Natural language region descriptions
==========

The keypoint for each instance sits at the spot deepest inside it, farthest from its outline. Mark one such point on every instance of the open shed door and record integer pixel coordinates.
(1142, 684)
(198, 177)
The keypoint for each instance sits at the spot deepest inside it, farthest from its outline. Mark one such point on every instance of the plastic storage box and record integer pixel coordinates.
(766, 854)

==========

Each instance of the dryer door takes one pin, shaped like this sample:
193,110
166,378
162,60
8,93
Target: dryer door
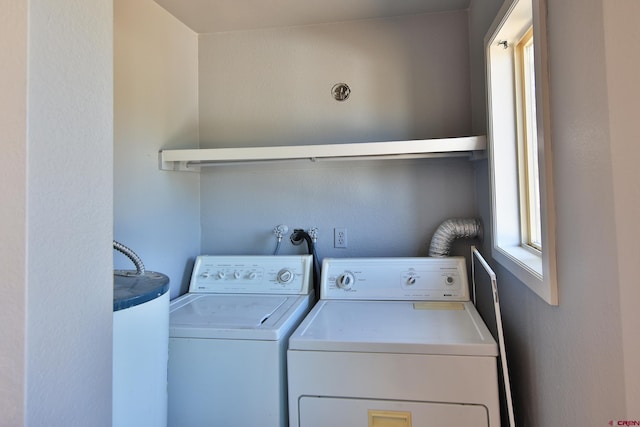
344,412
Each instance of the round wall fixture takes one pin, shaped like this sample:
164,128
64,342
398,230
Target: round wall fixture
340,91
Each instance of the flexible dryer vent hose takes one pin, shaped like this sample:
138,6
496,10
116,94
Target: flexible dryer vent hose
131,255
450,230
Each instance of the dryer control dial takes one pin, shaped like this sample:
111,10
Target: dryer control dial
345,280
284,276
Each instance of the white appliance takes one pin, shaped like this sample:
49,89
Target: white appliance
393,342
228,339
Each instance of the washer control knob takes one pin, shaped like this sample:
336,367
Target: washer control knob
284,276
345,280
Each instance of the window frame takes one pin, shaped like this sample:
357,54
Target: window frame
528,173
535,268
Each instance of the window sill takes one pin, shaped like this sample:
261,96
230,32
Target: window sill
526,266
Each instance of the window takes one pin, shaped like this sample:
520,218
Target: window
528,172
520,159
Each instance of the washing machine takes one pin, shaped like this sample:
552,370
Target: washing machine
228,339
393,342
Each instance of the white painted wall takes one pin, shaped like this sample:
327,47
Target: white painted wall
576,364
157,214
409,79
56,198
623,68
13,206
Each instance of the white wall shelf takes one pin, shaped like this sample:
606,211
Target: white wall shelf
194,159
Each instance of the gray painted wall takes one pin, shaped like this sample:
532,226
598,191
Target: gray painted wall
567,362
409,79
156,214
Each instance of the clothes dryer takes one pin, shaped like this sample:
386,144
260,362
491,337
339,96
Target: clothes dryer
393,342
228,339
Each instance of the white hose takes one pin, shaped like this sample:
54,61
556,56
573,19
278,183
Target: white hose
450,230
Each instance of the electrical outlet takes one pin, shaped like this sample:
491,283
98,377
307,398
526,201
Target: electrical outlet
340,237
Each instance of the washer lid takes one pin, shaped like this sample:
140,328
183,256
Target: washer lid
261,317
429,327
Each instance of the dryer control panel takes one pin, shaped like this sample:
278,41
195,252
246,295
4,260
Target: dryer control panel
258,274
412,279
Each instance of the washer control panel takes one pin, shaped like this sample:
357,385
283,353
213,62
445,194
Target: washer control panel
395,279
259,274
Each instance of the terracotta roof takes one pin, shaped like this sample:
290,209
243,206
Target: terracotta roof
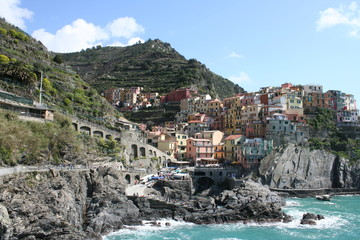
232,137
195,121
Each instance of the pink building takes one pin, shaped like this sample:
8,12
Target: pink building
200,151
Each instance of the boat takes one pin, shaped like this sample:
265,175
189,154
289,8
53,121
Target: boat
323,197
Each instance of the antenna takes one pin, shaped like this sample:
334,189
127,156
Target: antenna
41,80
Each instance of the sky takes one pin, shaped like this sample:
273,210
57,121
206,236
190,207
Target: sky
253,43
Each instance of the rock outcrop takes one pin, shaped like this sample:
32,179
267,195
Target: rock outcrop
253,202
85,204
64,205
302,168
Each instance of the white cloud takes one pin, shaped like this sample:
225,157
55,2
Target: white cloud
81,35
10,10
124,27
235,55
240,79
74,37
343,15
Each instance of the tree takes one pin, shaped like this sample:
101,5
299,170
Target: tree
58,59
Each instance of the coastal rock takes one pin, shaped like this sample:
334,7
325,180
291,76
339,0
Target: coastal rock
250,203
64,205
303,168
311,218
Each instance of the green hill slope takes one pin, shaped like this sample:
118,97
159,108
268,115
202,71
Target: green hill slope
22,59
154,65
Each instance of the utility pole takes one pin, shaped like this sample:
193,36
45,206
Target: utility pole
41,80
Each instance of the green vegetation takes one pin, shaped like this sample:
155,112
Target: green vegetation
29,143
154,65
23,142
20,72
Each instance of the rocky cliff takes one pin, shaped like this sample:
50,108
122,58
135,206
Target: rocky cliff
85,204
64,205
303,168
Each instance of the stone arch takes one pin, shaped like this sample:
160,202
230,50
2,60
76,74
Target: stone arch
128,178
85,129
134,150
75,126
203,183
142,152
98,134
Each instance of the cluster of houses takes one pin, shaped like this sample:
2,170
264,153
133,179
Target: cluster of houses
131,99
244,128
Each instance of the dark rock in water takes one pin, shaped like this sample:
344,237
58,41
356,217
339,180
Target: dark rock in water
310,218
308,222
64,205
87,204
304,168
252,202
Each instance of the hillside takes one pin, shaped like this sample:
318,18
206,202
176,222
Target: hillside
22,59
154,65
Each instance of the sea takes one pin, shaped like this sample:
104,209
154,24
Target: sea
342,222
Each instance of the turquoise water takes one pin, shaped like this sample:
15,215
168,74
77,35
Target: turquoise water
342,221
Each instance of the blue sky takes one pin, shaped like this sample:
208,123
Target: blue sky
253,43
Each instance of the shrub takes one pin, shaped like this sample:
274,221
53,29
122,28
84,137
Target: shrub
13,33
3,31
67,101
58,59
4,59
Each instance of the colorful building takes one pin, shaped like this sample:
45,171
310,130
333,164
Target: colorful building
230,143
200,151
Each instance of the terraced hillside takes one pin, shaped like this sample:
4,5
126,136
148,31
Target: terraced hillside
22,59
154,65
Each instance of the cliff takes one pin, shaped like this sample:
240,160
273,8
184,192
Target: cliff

==========

> _The problem_
Which lines above run from the one containing "Each instance of the washing" down to the one containing "Each instance of the clothes"? Repeat exactly those, both ends included, and nothing else.

> _Result below_
Each instance of the washing machine takes one pin, shaped like this sample:
552,370
Target: washing machine
228,339
393,342
Each instance of the white painted wall takes one pin, shaped like this sample:
327,47
Target: white painted wall
576,364
157,214
409,79
56,198
623,68
13,206
Each instance of the white wall shelf takes one pin, shaped like this sample:
606,211
Target: white wall shelf
194,159
Each instance of the gray painted wall takes one pin, shaped like this sample:
532,226
598,191
Target: gray painted wall
567,362
409,79
156,214
Each instance of the clothes dryer takes one pin, shaped like this sample:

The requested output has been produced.